[Begin]

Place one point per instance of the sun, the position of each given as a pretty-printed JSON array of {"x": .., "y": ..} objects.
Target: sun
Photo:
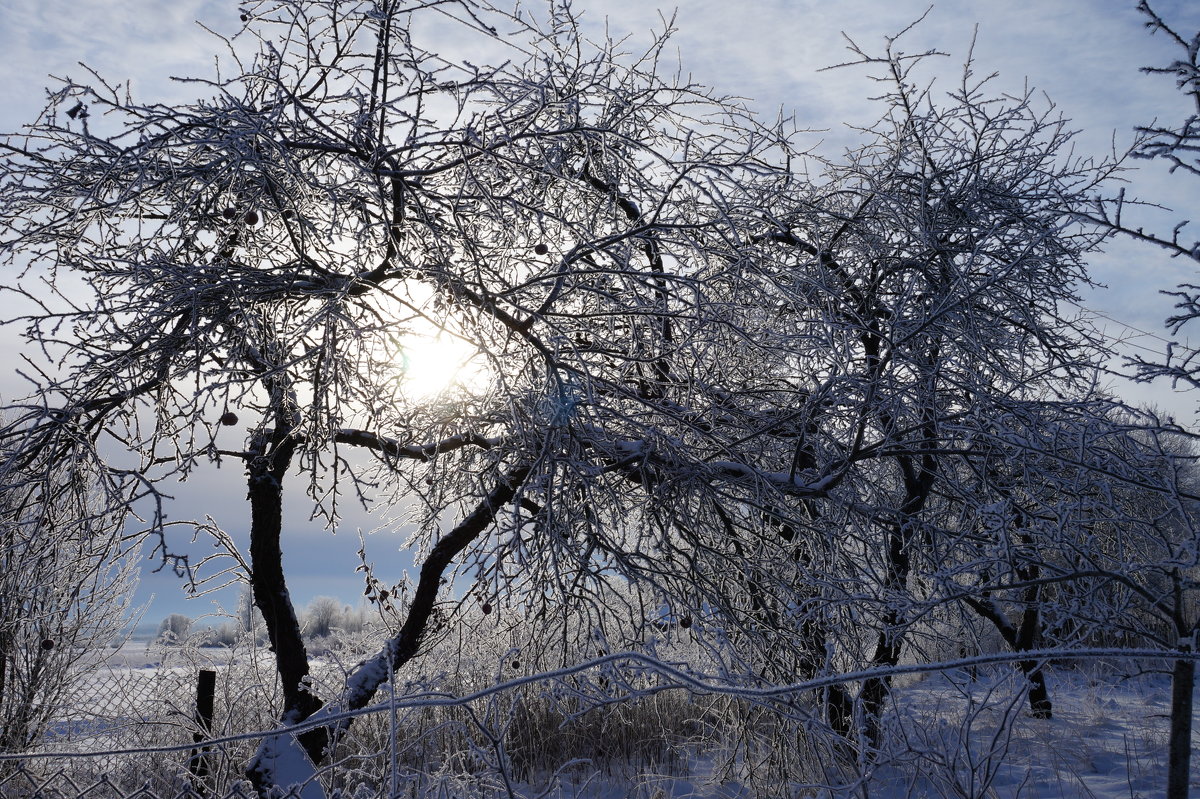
[{"x": 436, "y": 362}]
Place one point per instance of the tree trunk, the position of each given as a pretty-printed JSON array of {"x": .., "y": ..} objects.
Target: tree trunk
[
  {"x": 271, "y": 596},
  {"x": 1179, "y": 768},
  {"x": 366, "y": 678}
]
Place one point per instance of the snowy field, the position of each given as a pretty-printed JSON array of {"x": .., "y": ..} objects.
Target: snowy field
[{"x": 947, "y": 736}]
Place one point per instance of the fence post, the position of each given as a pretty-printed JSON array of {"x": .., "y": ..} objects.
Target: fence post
[{"x": 205, "y": 691}]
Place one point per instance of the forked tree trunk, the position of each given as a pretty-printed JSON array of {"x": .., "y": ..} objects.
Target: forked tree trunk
[{"x": 366, "y": 678}]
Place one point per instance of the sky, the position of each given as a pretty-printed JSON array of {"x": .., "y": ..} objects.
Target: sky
[{"x": 1084, "y": 54}]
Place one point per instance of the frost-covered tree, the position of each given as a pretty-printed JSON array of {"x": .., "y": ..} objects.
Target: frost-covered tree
[
  {"x": 240, "y": 277},
  {"x": 65, "y": 592},
  {"x": 924, "y": 283}
]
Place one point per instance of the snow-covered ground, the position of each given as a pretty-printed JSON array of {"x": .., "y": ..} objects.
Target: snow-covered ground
[{"x": 948, "y": 736}]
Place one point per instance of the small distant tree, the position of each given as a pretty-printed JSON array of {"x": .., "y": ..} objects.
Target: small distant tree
[
  {"x": 323, "y": 616},
  {"x": 174, "y": 628}
]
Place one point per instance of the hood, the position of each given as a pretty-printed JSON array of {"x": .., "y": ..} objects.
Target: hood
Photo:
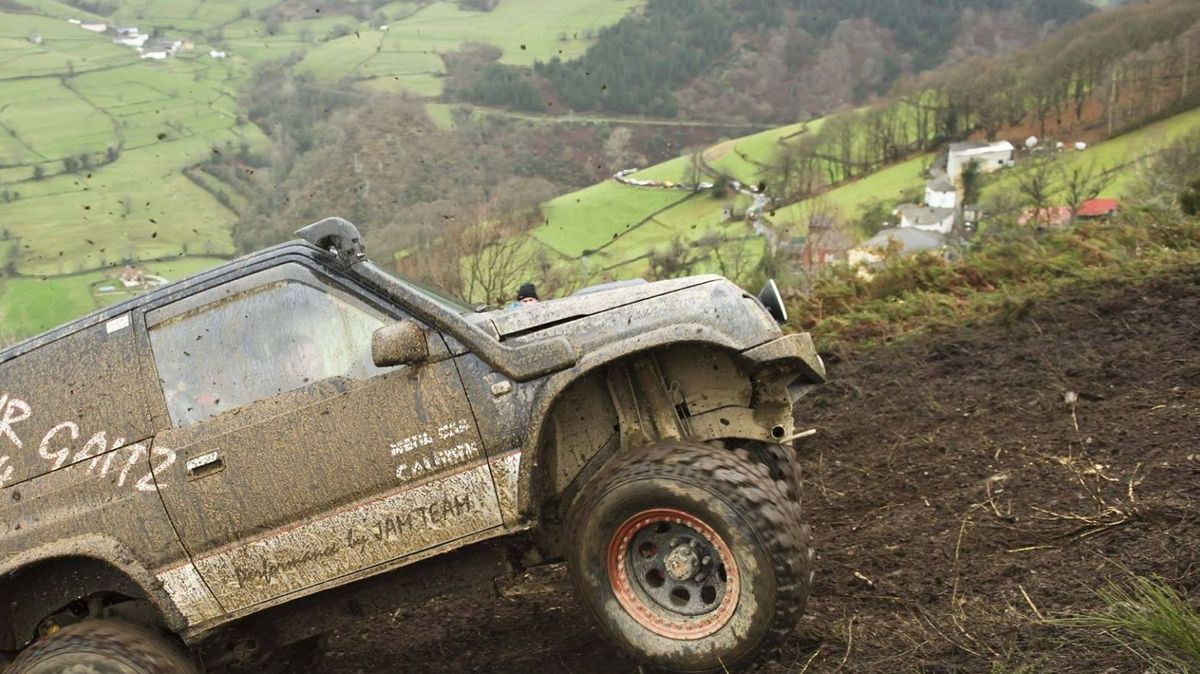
[{"x": 588, "y": 301}]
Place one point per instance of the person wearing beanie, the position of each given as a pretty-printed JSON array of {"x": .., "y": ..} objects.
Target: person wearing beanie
[{"x": 526, "y": 295}]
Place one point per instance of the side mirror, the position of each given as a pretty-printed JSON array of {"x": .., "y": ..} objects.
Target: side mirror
[{"x": 401, "y": 343}]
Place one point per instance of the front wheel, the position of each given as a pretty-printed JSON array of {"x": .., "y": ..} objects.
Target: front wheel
[
  {"x": 691, "y": 558},
  {"x": 102, "y": 647}
]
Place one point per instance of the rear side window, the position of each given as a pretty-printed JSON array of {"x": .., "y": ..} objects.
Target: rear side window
[{"x": 259, "y": 343}]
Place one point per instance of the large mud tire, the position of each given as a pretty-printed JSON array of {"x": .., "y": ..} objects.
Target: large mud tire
[
  {"x": 102, "y": 647},
  {"x": 726, "y": 507}
]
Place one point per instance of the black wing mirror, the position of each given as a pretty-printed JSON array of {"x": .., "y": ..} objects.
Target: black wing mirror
[{"x": 401, "y": 343}]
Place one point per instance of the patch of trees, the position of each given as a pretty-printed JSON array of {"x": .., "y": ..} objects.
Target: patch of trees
[
  {"x": 502, "y": 85},
  {"x": 1116, "y": 70},
  {"x": 636, "y": 65}
]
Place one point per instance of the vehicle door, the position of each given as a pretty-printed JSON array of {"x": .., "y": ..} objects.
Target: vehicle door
[{"x": 299, "y": 461}]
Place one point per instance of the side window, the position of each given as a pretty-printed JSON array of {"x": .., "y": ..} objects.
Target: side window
[{"x": 258, "y": 343}]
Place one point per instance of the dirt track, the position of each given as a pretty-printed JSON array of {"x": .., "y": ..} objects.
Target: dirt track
[{"x": 948, "y": 480}]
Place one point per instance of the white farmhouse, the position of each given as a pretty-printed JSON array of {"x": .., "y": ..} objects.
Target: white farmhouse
[
  {"x": 900, "y": 240},
  {"x": 925, "y": 218},
  {"x": 990, "y": 156},
  {"x": 132, "y": 40},
  {"x": 940, "y": 193}
]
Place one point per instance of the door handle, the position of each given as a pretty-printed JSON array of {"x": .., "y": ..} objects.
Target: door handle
[{"x": 204, "y": 465}]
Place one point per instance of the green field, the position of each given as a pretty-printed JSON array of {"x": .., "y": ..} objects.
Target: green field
[
  {"x": 612, "y": 223},
  {"x": 29, "y": 306},
  {"x": 131, "y": 127},
  {"x": 1120, "y": 154}
]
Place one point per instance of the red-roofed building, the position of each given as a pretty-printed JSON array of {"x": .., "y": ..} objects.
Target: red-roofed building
[{"x": 1097, "y": 209}]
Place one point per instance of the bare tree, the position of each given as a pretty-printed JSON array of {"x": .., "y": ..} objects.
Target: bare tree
[
  {"x": 617, "y": 149},
  {"x": 495, "y": 258},
  {"x": 1038, "y": 185},
  {"x": 1083, "y": 184},
  {"x": 735, "y": 259}
]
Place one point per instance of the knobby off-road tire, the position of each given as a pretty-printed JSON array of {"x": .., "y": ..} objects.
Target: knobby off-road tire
[
  {"x": 691, "y": 558},
  {"x": 102, "y": 647},
  {"x": 781, "y": 462}
]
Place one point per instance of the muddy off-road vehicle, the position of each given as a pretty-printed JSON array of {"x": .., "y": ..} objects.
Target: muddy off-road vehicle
[{"x": 243, "y": 459}]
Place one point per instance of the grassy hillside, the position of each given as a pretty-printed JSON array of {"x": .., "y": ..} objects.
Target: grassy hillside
[
  {"x": 95, "y": 140},
  {"x": 616, "y": 226},
  {"x": 1121, "y": 152}
]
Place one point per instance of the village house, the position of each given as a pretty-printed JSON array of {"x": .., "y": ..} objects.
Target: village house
[
  {"x": 132, "y": 277},
  {"x": 924, "y": 217},
  {"x": 160, "y": 48},
  {"x": 1049, "y": 216},
  {"x": 990, "y": 157},
  {"x": 1061, "y": 216},
  {"x": 825, "y": 246},
  {"x": 130, "y": 37},
  {"x": 900, "y": 240},
  {"x": 1098, "y": 209}
]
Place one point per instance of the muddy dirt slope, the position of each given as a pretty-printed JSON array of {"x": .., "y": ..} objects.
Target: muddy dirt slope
[{"x": 960, "y": 485}]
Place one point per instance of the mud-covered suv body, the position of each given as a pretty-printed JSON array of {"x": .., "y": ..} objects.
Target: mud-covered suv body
[{"x": 162, "y": 461}]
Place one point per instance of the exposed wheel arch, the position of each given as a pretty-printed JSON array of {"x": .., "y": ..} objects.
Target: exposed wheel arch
[
  {"x": 46, "y": 582},
  {"x": 699, "y": 391}
]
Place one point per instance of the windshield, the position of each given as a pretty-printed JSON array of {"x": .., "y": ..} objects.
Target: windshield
[{"x": 448, "y": 301}]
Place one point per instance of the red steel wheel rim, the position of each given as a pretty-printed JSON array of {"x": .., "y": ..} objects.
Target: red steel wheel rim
[{"x": 661, "y": 619}]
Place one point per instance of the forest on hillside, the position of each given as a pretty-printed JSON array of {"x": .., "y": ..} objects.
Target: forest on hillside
[
  {"x": 765, "y": 60},
  {"x": 468, "y": 193},
  {"x": 1103, "y": 76}
]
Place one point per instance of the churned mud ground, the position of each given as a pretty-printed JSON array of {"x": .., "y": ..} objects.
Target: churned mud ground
[{"x": 961, "y": 485}]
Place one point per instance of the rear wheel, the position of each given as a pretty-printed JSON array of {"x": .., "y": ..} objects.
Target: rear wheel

[End]

-- AIM --
Leave out the pictures and copy everything else in the records word for word.

-- WORKED ANSWER --
Place one point per instance of the sun, the position of each given as a pretty-printed JSON array of {"x": .., "y": ..} objects.
Target: sun
Photo:
[{"x": 436, "y": 362}]
Place one point per instance of the tree trunk, the position of each given as a pretty-printed JSON array of {"x": .., "y": ..} objects.
Target: tree trunk
[
  {"x": 271, "y": 596},
  {"x": 1179, "y": 768},
  {"x": 366, "y": 678}
]
Place one point per instance of the snowy field, the position of each given as a pretty-printed JSON array of {"x": .., "y": ..} objects.
Target: snowy field
[{"x": 947, "y": 736}]
Place one point per instance of the fence post, the position of each given as a pretty-printed JSON array of {"x": .., "y": ..} objects.
Target: fence post
[{"x": 205, "y": 691}]
Place one point per instance of the forked tree trunk, the position of each given as a pretty-printed JSON array of {"x": .., "y": ..} objects.
Target: forked tree trunk
[{"x": 366, "y": 678}]
Place one point per instance of the sky, the position of each given as a pretty-printed JSON array of {"x": .., "y": ..} objects.
Target: sky
[{"x": 1084, "y": 54}]
Place one point per instance of the frost-covered tree, the position of each given as a pretty-printed JSON array of {"x": .., "y": ..} objects.
Target: frost-covered tree
[
  {"x": 240, "y": 277},
  {"x": 65, "y": 592},
  {"x": 924, "y": 283}
]
Place one point per instance of the snow-covered ground, the position of each given as a pretty-printed JSON array of {"x": .., "y": ..} objects.
Target: snow-covered ground
[{"x": 948, "y": 736}]
Place one point per instance of the small distant tree, the position of each given as a pretty-printed JSON array of {"x": .., "y": ..} objects.
Target: small distant tree
[
  {"x": 323, "y": 616},
  {"x": 174, "y": 628}
]
Place one point per instance of the hood, the position of each given as a pretty-printed JSON array of {"x": .., "y": ..} objects.
Target: hood
Photo:
[{"x": 588, "y": 301}]
Place one point per instance of the person wearing beanie, the position of each given as a pretty-printed JSON array of {"x": .., "y": ..} objects.
Target: person wearing beanie
[{"x": 526, "y": 295}]
Place one point per instance of the side mirror, the position of each given as a pretty-printed JSON array of {"x": .., "y": ..} objects.
Target: side mirror
[{"x": 401, "y": 343}]
Place one point per instance of the front wheel, the position of each given as a pretty-printed JSON array of {"x": .., "y": ..} objects.
Target: front wheel
[
  {"x": 691, "y": 558},
  {"x": 102, "y": 647}
]
Place one point per instance of the rear side window, the position of each given as a pretty-printed JSON array of {"x": .., "y": ..} objects.
Target: rear side window
[{"x": 259, "y": 343}]
Place one point per instance of the large mud tire, the position of each given as a pretty-printed JSON array of {"x": .., "y": ..} objects.
Target: large mud tire
[
  {"x": 102, "y": 647},
  {"x": 726, "y": 507}
]
Place one point per instance of the black wing mirror, the position of each given as a pretty-printed JSON array of {"x": .., "y": ..} objects.
Target: black wing mirror
[{"x": 401, "y": 343}]
Place one point per instance of the patch of trees, the position of each given as a pretty-printed JSON array of {"x": .., "y": ..} objects.
Target: patch of trees
[
  {"x": 502, "y": 85},
  {"x": 1116, "y": 70},
  {"x": 636, "y": 65}
]
Place one point per instance of the vehicle door, the position of each given as a pretty-printed JSON array of {"x": .., "y": ..} objects.
Target: vehicle door
[{"x": 299, "y": 461}]
Place one point per instance of the side window, the position of each given as a pretty-printed JSON array of {"x": .., "y": ..} objects.
Target: side window
[{"x": 258, "y": 343}]
Place one point per instance of the dirt track, the position of each given as a pretty-printed JSON array of {"x": .., "y": ..} objects.
Target: dirt track
[{"x": 948, "y": 480}]
Place one point per instance of the white farmhouse, the position of each given as a pretty-printed JSON array of {"x": .., "y": ..} objects.
Target: white farmhouse
[
  {"x": 900, "y": 240},
  {"x": 925, "y": 218},
  {"x": 990, "y": 156},
  {"x": 132, "y": 40},
  {"x": 940, "y": 193}
]
Place one point per instance of the door handle, the position of each given as a pretty-printed JSON array of {"x": .., "y": ..} objects.
Target: door handle
[{"x": 204, "y": 465}]
Place one point per instance of the green field, the position of each given as a pretty-printed JSON array of {"x": .., "y": ..} objects.
Target: green field
[
  {"x": 612, "y": 223},
  {"x": 29, "y": 306},
  {"x": 131, "y": 127},
  {"x": 1120, "y": 154}
]
Place one point per instance of the red-roofed building, the position of each given as a pretty-printed JSON array of {"x": .., "y": ..} objects.
Target: red-roofed building
[{"x": 1097, "y": 209}]
Place one point per instance of the bare tree, the position of each given as a pretty-printed JSON array of {"x": .., "y": ..} objects.
Target: bare tree
[
  {"x": 617, "y": 149},
  {"x": 495, "y": 258},
  {"x": 1038, "y": 185},
  {"x": 1083, "y": 184},
  {"x": 735, "y": 259}
]
Place one point per instance of the knobby off-road tire, the position of each given as a pretty-printed JSON array of {"x": .., "y": ..} objects.
Target: knobby off-road tire
[
  {"x": 691, "y": 558},
  {"x": 102, "y": 647},
  {"x": 781, "y": 462}
]
Place one point per instance of the muddy off-road vehicle, the position of each given as a pretty-printed JSON array of {"x": .., "y": ..} objects.
Target: muddy off-road vehicle
[{"x": 243, "y": 459}]
Place one point per instance of the grassy hillside, the position of each given as a pretty-printed JSON array of {"x": .., "y": ..} objects.
Target: grassy hillside
[
  {"x": 95, "y": 140},
  {"x": 616, "y": 226},
  {"x": 1121, "y": 152}
]
Place one point per instance of the village house, the position of each given as a pretty-printed JSON array of {"x": .., "y": ..} objects.
Target: village house
[
  {"x": 132, "y": 277},
  {"x": 924, "y": 217},
  {"x": 160, "y": 48},
  {"x": 1049, "y": 216},
  {"x": 990, "y": 157},
  {"x": 1061, "y": 216},
  {"x": 825, "y": 246},
  {"x": 130, "y": 37},
  {"x": 900, "y": 240},
  {"x": 1098, "y": 209}
]
Place one point per instance of the muddy dirt slope, the position of each given as a pretty-printed JSON array of {"x": .., "y": ..} objects.
Target: muddy dirt slope
[{"x": 960, "y": 485}]
Place one point per instance of the mud-covered suv body, the position of each given as a pretty-printed JSON array of {"x": .., "y": ..} objects.
Target: mud-covered suv body
[{"x": 162, "y": 461}]
Place one point per instance of the exposed wheel arch, the position of each given as a pretty-printed JSON array of {"x": .., "y": ..} objects.
Target: exposed wheel arch
[
  {"x": 46, "y": 582},
  {"x": 699, "y": 391}
]
Place one point per instance of the windshield, the position of each given as a pretty-printed JSON array of {"x": .., "y": ..} objects.
Target: windshield
[{"x": 448, "y": 301}]
Place one point per instance of the red steel wheel rim, the position of each given as a pretty-printed JSON array of {"x": .., "y": ..} objects.
Target: red steel wheel rim
[{"x": 661, "y": 619}]
Place one point per instance of the forest on hillside, the position of each given as a pretty-printed JSON array of {"x": .., "y": ..} objects.
Target: forest on hillside
[
  {"x": 765, "y": 60},
  {"x": 468, "y": 193},
  {"x": 1103, "y": 76}
]
Place one point per instance of the churned mud ground, the position of each given as a pretty-printed JSON array of {"x": .., "y": ..} objects.
Target: churned mud ground
[{"x": 961, "y": 485}]
Place one point per instance of the rear wheel, the position of each given as a pretty-printed JSON array of {"x": .., "y": ..} objects.
Target: rear wheel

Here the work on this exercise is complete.